§ ABOUT THIS TASK:
The data below is to be repeated in full, exactly as given.

§ INFORMATION SUPPLIED:

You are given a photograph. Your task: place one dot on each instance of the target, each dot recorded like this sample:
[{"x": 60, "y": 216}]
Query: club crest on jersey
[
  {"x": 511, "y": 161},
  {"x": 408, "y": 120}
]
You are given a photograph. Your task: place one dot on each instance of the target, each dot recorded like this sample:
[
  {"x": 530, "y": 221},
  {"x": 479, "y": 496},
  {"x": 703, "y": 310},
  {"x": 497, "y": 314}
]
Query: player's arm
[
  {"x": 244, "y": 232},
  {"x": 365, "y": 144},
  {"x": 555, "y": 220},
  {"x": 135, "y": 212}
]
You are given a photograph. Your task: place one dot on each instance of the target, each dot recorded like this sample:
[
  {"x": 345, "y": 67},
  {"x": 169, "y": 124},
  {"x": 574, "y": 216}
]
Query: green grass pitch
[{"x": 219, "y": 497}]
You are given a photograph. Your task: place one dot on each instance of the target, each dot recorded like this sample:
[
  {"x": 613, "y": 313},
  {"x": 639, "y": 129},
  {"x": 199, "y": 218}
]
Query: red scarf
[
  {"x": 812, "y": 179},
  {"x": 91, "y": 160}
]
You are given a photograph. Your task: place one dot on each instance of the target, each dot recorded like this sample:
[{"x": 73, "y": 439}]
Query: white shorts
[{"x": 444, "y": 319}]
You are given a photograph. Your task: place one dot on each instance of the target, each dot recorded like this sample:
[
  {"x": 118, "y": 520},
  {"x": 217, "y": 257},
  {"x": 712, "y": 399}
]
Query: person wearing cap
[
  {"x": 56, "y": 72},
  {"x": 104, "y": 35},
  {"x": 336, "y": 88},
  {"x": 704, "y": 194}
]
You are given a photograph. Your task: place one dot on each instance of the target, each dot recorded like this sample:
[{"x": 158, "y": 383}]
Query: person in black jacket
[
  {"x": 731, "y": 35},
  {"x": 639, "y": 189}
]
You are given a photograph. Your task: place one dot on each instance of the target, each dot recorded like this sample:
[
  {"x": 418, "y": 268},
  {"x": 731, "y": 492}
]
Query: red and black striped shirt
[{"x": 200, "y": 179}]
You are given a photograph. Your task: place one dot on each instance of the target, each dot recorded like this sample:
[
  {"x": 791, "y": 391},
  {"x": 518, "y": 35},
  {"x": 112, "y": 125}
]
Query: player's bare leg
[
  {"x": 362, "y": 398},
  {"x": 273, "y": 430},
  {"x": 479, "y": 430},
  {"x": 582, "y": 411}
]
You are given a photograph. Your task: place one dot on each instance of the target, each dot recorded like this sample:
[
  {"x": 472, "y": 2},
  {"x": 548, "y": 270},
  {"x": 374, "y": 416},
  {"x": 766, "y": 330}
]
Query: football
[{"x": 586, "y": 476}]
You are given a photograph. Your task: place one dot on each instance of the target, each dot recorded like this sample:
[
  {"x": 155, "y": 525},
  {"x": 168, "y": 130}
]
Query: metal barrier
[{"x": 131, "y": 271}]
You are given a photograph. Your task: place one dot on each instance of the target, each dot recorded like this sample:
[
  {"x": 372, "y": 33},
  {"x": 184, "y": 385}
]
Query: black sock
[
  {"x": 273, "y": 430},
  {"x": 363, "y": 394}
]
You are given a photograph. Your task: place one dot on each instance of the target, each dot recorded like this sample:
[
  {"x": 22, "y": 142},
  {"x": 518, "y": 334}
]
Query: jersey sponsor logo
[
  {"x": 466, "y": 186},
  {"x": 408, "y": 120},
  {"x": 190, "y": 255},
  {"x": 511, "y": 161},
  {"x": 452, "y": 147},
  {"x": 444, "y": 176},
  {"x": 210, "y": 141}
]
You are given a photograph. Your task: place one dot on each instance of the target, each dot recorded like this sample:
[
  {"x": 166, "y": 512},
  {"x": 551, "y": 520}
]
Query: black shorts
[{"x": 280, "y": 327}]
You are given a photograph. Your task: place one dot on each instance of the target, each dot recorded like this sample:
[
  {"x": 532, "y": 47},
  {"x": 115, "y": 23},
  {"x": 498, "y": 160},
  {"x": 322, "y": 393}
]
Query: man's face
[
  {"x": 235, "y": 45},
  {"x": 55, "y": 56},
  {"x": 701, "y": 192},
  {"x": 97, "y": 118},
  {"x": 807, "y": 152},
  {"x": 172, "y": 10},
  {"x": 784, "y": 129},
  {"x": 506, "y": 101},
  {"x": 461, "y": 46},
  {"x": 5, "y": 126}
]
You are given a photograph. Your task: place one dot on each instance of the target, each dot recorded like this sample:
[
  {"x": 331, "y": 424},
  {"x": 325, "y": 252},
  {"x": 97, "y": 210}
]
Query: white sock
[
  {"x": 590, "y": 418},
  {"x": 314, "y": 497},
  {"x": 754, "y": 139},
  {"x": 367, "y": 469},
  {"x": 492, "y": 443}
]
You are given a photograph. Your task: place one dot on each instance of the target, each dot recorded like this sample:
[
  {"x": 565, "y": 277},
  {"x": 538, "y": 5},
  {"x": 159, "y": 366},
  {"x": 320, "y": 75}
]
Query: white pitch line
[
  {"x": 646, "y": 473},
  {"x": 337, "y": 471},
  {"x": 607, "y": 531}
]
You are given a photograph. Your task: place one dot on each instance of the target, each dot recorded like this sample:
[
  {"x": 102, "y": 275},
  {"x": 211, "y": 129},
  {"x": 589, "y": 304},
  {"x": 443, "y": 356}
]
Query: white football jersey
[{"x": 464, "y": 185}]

§ TASK SOLUTION:
You are given a photograph. Your task: place one dot on each instance of the target, each dot recorded like this sample:
[{"x": 60, "y": 216}]
Query: club crest on jersey
[
  {"x": 511, "y": 161},
  {"x": 408, "y": 120}
]
You are given a photograph. Your task: place one dot on each instance of the target, each dot recorded like this sample:
[
  {"x": 530, "y": 221},
  {"x": 479, "y": 496},
  {"x": 703, "y": 310},
  {"x": 497, "y": 314}
]
Query: player's arm
[
  {"x": 244, "y": 232},
  {"x": 365, "y": 144},
  {"x": 555, "y": 220},
  {"x": 135, "y": 212}
]
You are given a photograph. Your task: place one dot on each instance of the target, each dot recorded like this sample:
[
  {"x": 345, "y": 67},
  {"x": 169, "y": 124},
  {"x": 574, "y": 216}
]
Query: green grass pitch
[{"x": 219, "y": 497}]
You are given a photograph. Your task: place one dot on each instance of the target, each dot recorded like this sample:
[
  {"x": 613, "y": 313},
  {"x": 639, "y": 129},
  {"x": 199, "y": 218}
]
Query: red scarf
[
  {"x": 812, "y": 179},
  {"x": 91, "y": 160}
]
You are given a photograph. Your task: place one dot on each instance of the target, each dot recorded like this sample:
[{"x": 73, "y": 439}]
Query: white shorts
[{"x": 444, "y": 319}]
You are given a photograph. Your task: place one dot on each instance of the target, each dot recorded like this sample:
[
  {"x": 118, "y": 520},
  {"x": 217, "y": 257},
  {"x": 712, "y": 399}
]
Query: person wearing cap
[
  {"x": 56, "y": 72},
  {"x": 104, "y": 35},
  {"x": 336, "y": 88},
  {"x": 704, "y": 194}
]
You are given a photograph. Your task: place one dot on each instance of the target, each dot recorded like this sample:
[{"x": 158, "y": 383}]
Query: person in black jacket
[
  {"x": 731, "y": 35},
  {"x": 639, "y": 189}
]
You are given a photograph. Your task: place one dot on each instance of the target, each dot recorded like this sample:
[
  {"x": 418, "y": 268},
  {"x": 731, "y": 492}
]
Query: red and black striped shirt
[{"x": 200, "y": 179}]
You are given a photograph. Your task: place one dot on each instance of the target, each dot recorded like this sample:
[
  {"x": 791, "y": 391},
  {"x": 518, "y": 35},
  {"x": 112, "y": 125}
]
Query: player's bare leg
[
  {"x": 362, "y": 398},
  {"x": 273, "y": 430},
  {"x": 479, "y": 430},
  {"x": 582, "y": 411}
]
You are given a photograph. Your task: place one dot on each instance of the target, each dot recorded like this sample:
[
  {"x": 472, "y": 2},
  {"x": 548, "y": 270},
  {"x": 374, "y": 416},
  {"x": 766, "y": 330}
]
Query: football
[{"x": 586, "y": 476}]
You are given a photograph. Your task: place one dot on each instance of the target, each dot recorded like this sample:
[
  {"x": 155, "y": 525},
  {"x": 168, "y": 130}
]
Query: metal barrier
[{"x": 131, "y": 271}]
You are given a photograph. Your task: place one dot on each instance of the target, each dot recorded like this sample:
[
  {"x": 372, "y": 33},
  {"x": 184, "y": 385}
]
Query: black sock
[
  {"x": 273, "y": 430},
  {"x": 363, "y": 394}
]
You are given a photograph. Your task: place one dot on each instance of the target, each dot recorded like this sample:
[
  {"x": 22, "y": 142},
  {"x": 518, "y": 334}
]
Query: jersey sponsor logo
[
  {"x": 466, "y": 186},
  {"x": 408, "y": 120},
  {"x": 190, "y": 255},
  {"x": 511, "y": 161},
  {"x": 452, "y": 147},
  {"x": 444, "y": 176},
  {"x": 210, "y": 141}
]
You are given a photograph. Your task: place one dot on each instance of the target, each dot recorded like this sample:
[
  {"x": 166, "y": 512},
  {"x": 551, "y": 520}
]
Query: black shorts
[{"x": 280, "y": 327}]
You are given a photograph. Your task: place one dot on each instance of the target, each dot recorded like this sample:
[
  {"x": 532, "y": 47},
  {"x": 115, "y": 23},
  {"x": 498, "y": 160},
  {"x": 322, "y": 393}
]
Query: man's face
[
  {"x": 235, "y": 45},
  {"x": 55, "y": 56},
  {"x": 701, "y": 192},
  {"x": 97, "y": 118},
  {"x": 807, "y": 152},
  {"x": 172, "y": 10},
  {"x": 784, "y": 129},
  {"x": 506, "y": 101},
  {"x": 461, "y": 46},
  {"x": 5, "y": 126}
]
You are given a photograph. Your task: place one dot on each instance of the target, each dot recorded like this sample:
[
  {"x": 331, "y": 424},
  {"x": 325, "y": 252},
  {"x": 97, "y": 210}
]
Query: white sock
[
  {"x": 590, "y": 418},
  {"x": 314, "y": 497},
  {"x": 754, "y": 139},
  {"x": 367, "y": 469},
  {"x": 492, "y": 443}
]
You are given a photograph. Your task: place one dot on each instance of the target, each dot recorded like this sample:
[
  {"x": 565, "y": 277},
  {"x": 538, "y": 5},
  {"x": 159, "y": 366},
  {"x": 320, "y": 75}
]
Query: white pitch line
[
  {"x": 646, "y": 473},
  {"x": 337, "y": 471},
  {"x": 607, "y": 531}
]
You are given a photograph. Your task: place one dot on each instance of the target, each dot recorded like this sample:
[
  {"x": 102, "y": 275},
  {"x": 211, "y": 129},
  {"x": 589, "y": 304},
  {"x": 443, "y": 356}
]
Query: white football jersey
[{"x": 464, "y": 185}]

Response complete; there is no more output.